[START RECORD EXTRACTS]
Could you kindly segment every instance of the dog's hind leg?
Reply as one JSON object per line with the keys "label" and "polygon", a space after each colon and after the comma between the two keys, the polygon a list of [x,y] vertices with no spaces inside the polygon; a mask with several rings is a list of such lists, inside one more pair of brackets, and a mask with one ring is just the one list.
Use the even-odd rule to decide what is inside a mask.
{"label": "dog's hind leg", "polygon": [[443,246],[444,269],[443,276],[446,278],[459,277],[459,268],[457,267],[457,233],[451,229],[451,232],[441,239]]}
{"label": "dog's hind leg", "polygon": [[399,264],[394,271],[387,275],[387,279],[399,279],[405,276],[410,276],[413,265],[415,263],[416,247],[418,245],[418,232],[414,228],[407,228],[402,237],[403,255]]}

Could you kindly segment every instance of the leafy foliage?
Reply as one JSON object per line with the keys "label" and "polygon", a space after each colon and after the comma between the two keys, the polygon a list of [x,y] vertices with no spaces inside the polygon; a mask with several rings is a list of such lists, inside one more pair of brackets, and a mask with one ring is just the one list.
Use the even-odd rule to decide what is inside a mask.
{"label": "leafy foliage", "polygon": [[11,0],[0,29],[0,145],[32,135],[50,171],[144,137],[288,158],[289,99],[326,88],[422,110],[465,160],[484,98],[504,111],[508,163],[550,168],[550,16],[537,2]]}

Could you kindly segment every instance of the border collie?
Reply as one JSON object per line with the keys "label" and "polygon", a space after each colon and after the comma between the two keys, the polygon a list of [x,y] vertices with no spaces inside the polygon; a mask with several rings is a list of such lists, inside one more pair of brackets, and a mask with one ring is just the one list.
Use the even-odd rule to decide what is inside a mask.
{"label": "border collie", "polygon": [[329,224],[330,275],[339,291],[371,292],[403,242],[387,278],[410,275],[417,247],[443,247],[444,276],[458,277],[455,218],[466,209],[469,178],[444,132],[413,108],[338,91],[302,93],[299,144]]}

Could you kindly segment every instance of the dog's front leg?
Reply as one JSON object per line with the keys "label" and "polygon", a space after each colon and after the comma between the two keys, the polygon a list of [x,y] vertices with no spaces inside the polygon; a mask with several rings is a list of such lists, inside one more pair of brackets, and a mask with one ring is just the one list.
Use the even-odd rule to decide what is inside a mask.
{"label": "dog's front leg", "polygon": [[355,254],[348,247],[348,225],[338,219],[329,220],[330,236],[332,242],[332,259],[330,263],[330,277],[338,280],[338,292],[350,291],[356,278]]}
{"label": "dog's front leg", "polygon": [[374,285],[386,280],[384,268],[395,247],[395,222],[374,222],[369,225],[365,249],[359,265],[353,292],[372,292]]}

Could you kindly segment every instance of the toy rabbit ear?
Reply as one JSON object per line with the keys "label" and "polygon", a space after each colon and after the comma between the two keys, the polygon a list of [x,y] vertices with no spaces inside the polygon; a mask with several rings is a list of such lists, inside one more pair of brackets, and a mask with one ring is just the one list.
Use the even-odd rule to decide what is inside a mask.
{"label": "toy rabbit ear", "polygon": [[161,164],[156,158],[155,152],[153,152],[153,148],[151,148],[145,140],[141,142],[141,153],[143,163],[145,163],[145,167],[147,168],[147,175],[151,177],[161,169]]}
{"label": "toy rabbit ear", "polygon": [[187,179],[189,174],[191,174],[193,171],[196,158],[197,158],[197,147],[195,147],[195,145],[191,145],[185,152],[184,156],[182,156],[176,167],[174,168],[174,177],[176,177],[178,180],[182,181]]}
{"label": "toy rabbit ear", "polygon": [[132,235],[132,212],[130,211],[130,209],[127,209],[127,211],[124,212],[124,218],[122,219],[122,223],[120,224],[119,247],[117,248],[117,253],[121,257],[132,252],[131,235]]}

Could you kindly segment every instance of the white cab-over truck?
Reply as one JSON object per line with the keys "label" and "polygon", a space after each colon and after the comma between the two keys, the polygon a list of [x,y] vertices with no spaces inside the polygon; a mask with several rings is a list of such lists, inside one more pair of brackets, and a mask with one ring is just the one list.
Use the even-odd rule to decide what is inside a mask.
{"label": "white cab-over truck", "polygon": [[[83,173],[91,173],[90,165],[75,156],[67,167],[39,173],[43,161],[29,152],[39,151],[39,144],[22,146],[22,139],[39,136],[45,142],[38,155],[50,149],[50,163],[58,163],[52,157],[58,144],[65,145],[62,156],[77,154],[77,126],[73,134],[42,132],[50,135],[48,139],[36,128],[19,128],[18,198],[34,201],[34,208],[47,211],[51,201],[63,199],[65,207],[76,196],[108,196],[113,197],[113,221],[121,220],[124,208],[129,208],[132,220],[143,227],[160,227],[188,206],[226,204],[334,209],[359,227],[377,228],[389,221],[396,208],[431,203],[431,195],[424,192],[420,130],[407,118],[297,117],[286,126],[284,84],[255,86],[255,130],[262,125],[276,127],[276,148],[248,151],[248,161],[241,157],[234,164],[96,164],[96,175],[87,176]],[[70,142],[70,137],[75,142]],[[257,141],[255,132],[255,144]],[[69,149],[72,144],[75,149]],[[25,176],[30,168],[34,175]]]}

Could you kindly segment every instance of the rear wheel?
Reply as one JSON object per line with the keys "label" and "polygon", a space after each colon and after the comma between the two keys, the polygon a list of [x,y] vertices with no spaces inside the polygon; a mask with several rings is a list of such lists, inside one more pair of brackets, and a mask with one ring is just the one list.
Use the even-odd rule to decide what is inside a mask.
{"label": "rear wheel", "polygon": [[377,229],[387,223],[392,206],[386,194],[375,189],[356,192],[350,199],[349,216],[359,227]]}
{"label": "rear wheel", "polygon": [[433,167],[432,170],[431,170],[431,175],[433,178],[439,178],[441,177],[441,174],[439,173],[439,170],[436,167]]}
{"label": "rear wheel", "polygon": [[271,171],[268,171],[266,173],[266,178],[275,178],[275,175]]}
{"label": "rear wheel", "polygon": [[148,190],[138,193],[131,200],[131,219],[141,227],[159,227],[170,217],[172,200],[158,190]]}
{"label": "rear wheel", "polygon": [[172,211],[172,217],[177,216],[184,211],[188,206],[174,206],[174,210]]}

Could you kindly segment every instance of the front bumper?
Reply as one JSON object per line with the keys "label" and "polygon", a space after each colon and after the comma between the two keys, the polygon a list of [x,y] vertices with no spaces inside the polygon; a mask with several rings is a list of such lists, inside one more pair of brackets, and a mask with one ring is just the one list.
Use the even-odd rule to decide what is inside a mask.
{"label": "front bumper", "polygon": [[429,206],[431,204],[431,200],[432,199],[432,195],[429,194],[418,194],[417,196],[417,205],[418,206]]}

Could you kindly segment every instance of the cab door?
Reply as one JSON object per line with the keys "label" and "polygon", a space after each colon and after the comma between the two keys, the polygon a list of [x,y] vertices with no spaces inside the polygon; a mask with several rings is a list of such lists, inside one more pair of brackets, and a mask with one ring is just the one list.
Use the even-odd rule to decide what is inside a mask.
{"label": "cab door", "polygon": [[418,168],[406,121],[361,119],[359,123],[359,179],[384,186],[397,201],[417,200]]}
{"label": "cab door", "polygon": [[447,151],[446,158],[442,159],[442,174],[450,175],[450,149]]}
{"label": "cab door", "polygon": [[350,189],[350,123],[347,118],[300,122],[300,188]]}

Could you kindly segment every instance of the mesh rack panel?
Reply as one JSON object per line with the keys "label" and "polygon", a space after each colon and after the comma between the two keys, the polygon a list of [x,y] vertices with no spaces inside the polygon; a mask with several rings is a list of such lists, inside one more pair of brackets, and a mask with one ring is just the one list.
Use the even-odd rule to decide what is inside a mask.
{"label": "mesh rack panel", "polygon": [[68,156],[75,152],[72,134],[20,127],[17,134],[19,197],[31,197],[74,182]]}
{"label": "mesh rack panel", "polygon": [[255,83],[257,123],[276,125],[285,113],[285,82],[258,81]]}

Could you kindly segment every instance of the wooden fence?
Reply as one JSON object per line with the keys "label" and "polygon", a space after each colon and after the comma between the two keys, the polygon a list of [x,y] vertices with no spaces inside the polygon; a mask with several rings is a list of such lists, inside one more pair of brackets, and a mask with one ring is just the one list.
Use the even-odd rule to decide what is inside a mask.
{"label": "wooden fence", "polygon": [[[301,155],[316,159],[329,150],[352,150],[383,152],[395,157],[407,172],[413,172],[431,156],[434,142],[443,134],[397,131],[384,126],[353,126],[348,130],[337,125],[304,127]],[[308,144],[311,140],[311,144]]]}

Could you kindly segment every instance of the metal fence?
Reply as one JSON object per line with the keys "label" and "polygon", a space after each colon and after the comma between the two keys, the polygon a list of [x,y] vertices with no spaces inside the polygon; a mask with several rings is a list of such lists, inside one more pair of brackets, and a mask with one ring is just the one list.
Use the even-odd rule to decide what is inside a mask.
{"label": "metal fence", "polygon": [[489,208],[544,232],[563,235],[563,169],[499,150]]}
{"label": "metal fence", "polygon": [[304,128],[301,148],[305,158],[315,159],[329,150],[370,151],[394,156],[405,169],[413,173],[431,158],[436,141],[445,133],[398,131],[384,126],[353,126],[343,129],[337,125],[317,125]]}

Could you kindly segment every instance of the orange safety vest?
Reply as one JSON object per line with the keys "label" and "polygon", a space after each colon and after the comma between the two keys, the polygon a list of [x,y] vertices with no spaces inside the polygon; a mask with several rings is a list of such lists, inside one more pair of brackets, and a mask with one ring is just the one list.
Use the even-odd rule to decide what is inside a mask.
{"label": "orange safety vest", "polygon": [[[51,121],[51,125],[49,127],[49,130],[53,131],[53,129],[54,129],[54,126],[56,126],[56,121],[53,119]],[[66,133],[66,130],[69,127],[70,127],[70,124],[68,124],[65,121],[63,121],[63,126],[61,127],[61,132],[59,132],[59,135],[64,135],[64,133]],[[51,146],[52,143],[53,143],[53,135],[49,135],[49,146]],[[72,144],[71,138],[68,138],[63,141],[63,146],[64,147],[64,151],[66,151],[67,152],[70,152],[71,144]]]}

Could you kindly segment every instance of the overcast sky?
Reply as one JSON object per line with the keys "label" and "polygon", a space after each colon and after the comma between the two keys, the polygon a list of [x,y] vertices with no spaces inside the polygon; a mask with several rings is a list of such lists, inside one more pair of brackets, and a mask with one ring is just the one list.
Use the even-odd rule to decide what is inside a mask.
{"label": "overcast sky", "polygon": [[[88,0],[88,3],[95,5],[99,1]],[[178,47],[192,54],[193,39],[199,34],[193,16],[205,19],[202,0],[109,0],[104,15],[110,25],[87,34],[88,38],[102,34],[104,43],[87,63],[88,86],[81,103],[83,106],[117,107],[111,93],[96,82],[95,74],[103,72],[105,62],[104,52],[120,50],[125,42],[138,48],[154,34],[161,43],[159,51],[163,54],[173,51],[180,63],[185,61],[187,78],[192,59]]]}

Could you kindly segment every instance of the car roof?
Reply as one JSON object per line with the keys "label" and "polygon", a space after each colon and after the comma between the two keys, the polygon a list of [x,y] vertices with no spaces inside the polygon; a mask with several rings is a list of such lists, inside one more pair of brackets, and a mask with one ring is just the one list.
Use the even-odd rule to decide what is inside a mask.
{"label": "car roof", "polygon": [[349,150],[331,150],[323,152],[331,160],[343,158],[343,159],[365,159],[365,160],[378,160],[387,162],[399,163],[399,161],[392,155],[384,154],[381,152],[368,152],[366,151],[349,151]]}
[END RECORD EXTRACTS]
[START RECORD EXTRACTS]
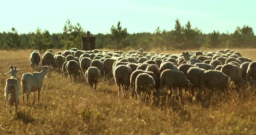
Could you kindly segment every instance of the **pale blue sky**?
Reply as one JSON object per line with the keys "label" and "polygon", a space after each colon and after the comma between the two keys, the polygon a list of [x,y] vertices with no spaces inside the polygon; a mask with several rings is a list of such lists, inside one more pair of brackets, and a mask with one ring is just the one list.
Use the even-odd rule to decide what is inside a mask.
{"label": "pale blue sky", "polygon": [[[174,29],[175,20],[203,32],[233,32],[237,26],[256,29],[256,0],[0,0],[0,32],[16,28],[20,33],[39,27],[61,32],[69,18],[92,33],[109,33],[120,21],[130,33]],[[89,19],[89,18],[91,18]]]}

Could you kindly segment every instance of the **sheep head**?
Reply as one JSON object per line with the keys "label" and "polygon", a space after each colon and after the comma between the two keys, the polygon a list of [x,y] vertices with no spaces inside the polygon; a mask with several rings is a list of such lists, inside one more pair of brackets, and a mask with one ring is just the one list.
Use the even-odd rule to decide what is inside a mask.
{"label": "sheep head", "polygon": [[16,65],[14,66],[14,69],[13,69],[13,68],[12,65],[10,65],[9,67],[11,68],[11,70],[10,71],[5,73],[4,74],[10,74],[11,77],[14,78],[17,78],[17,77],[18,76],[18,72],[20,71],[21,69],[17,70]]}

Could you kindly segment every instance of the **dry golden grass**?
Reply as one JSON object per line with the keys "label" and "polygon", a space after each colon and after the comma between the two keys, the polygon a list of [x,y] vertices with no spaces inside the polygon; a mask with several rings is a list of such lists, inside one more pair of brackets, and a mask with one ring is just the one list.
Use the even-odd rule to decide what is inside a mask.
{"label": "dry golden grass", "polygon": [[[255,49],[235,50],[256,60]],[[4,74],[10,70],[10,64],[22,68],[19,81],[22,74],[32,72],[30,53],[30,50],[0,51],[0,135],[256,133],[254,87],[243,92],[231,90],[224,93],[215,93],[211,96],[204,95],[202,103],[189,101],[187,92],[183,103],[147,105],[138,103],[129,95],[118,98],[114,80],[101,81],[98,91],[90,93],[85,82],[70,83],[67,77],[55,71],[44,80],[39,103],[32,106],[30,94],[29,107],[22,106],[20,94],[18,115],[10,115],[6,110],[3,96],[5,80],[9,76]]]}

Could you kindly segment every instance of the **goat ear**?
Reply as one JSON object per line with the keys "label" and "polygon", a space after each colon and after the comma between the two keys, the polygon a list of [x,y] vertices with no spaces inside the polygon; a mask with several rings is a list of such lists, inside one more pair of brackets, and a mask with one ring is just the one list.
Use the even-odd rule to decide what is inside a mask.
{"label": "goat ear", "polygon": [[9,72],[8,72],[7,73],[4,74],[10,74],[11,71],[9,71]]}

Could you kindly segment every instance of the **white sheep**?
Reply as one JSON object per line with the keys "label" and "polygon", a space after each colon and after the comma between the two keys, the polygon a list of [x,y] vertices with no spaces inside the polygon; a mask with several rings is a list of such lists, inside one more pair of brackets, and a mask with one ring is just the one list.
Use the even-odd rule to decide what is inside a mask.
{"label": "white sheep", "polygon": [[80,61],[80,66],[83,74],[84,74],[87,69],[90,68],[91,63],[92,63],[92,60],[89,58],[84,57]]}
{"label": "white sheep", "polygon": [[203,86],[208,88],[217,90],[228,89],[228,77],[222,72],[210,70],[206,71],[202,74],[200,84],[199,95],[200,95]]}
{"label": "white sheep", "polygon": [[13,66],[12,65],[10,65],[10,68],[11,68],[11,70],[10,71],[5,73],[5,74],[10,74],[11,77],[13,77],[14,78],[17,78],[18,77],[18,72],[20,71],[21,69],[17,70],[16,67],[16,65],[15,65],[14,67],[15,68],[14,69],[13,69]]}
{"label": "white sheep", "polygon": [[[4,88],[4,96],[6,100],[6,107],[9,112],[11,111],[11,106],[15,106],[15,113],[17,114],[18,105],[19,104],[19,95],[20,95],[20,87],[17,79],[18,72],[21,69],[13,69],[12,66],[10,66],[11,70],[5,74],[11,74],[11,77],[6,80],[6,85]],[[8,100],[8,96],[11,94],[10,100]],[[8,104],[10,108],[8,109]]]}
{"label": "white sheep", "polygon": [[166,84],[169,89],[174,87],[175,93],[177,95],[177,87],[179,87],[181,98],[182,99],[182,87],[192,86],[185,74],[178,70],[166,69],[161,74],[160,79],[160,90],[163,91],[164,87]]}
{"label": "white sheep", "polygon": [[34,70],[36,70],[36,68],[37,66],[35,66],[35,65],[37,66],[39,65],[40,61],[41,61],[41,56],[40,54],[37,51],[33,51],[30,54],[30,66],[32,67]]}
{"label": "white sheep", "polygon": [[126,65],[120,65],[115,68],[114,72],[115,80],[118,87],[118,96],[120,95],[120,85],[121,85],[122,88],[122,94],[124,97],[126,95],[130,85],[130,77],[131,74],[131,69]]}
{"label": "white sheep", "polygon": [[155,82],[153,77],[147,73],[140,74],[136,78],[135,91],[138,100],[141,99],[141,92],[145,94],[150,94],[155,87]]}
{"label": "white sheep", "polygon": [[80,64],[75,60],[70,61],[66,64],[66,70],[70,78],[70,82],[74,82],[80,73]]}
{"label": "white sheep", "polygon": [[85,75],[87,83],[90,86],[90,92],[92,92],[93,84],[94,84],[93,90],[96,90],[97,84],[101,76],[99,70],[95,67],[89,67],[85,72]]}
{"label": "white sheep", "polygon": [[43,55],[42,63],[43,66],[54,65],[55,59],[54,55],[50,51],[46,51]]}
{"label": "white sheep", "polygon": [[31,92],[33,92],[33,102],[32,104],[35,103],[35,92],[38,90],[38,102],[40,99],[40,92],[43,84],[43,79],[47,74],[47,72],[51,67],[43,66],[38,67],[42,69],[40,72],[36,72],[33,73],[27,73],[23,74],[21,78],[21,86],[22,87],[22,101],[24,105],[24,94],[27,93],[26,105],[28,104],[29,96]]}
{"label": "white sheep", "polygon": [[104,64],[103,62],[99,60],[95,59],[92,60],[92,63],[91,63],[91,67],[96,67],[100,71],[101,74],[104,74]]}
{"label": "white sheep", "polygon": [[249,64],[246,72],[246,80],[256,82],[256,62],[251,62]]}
[END RECORD EXTRACTS]
[START RECORD EXTRACTS]
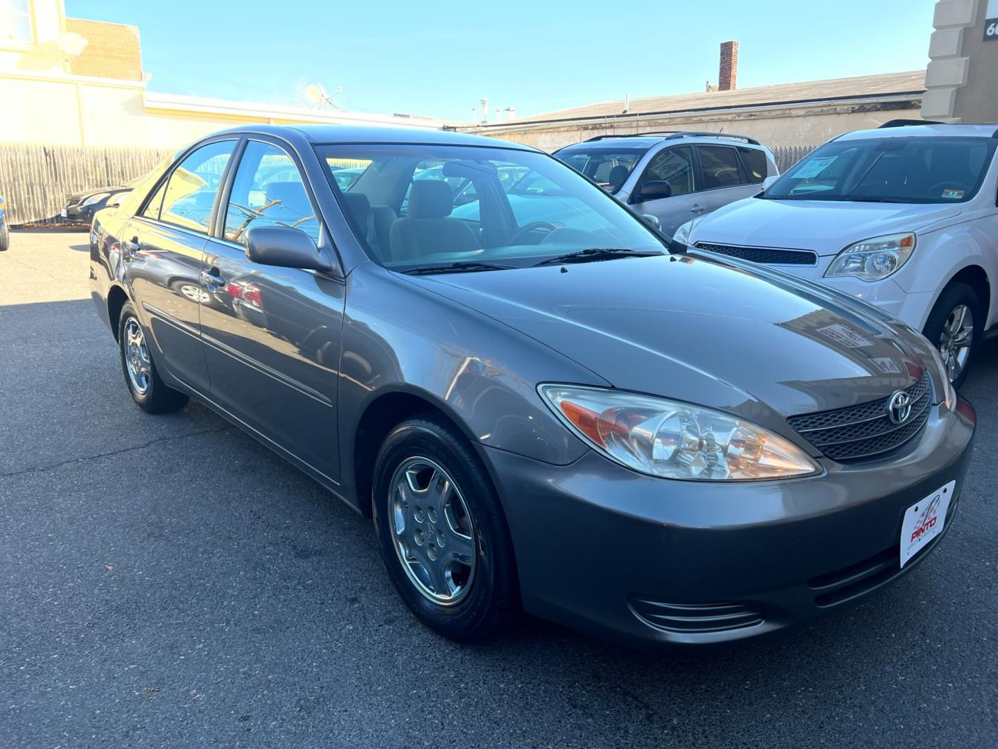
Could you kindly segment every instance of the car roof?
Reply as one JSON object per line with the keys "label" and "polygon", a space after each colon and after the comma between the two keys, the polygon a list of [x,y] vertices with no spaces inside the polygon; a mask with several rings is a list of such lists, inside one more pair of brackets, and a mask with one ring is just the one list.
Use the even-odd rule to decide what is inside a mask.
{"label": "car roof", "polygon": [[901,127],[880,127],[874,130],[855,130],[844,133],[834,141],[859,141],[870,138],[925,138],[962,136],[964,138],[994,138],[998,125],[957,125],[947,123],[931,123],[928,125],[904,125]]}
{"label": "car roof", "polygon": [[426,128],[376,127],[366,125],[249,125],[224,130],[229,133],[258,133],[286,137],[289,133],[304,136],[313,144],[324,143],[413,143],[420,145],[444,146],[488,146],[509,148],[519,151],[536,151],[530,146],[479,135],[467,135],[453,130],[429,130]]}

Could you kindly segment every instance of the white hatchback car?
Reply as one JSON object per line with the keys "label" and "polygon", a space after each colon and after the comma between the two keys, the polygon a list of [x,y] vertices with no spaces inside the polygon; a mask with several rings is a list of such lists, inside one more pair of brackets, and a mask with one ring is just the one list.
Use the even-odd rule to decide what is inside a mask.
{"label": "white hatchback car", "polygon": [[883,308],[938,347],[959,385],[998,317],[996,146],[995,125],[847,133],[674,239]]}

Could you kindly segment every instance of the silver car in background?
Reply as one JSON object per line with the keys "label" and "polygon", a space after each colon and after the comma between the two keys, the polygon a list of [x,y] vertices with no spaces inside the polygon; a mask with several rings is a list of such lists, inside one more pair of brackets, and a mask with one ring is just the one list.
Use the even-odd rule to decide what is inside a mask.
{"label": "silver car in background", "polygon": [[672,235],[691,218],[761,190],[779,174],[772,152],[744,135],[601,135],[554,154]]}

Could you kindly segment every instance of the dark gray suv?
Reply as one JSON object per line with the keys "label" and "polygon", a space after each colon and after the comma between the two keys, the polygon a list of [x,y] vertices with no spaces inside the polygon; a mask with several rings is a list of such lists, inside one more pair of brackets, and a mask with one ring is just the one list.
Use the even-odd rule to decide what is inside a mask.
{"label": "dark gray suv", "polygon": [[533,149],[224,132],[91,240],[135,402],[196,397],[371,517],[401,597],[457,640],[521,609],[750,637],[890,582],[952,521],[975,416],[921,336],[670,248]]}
[END RECORD EXTRACTS]
#### [EXERCISE BRIEF]
Which lines above contain the string "gray"? Pull out each of them in full.

#### [RIGHT ANSWER]
Could you kindly segment every instance of the dark gray suv?
{"label": "dark gray suv", "polygon": [[533,149],[224,132],[91,240],[135,402],[196,397],[371,517],[401,597],[457,640],[521,609],[750,637],[890,582],[952,521],[975,416],[921,336],[670,248]]}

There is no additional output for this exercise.